"""

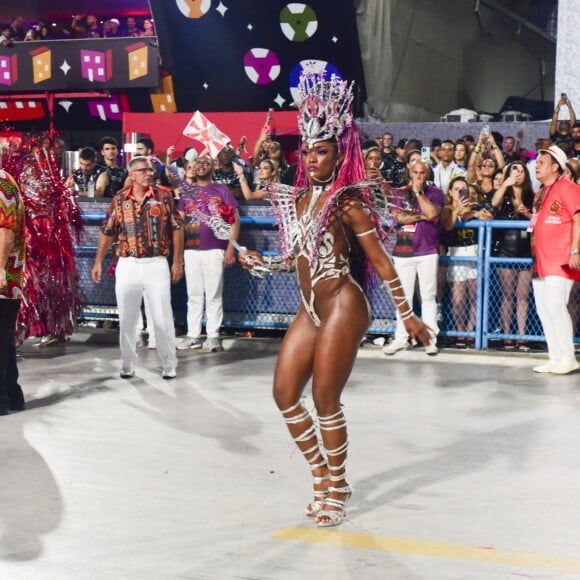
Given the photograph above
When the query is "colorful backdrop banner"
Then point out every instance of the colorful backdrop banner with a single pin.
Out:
(91, 64)
(243, 55)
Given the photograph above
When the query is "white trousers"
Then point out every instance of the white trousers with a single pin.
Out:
(425, 269)
(552, 294)
(204, 275)
(149, 277)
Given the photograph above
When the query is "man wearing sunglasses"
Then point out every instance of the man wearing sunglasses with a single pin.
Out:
(145, 223)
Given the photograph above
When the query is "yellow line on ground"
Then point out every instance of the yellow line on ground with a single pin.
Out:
(485, 554)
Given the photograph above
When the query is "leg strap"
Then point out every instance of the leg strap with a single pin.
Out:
(303, 431)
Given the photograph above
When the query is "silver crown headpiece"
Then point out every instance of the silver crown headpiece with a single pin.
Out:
(325, 107)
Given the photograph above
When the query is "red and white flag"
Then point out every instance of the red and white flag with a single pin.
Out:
(202, 129)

"""

→ **Task item**: In the lines above, find each one with "point" and list it.

→ **Your response**:
Then point out every instance of the colorful backdrop banner with a single pin.
Then point out every instance of the white trousers with a single pin.
Then point out every instance of the man wearing sunglasses with a single pin.
Then point out every instance of the yellow line on ground with a single pin.
Then point out every instance of the leg strap with a single pin.
Then point out every instance of the silver crown headpiece with a single pin.
Then point out every instance of the red and white flag with a single pin.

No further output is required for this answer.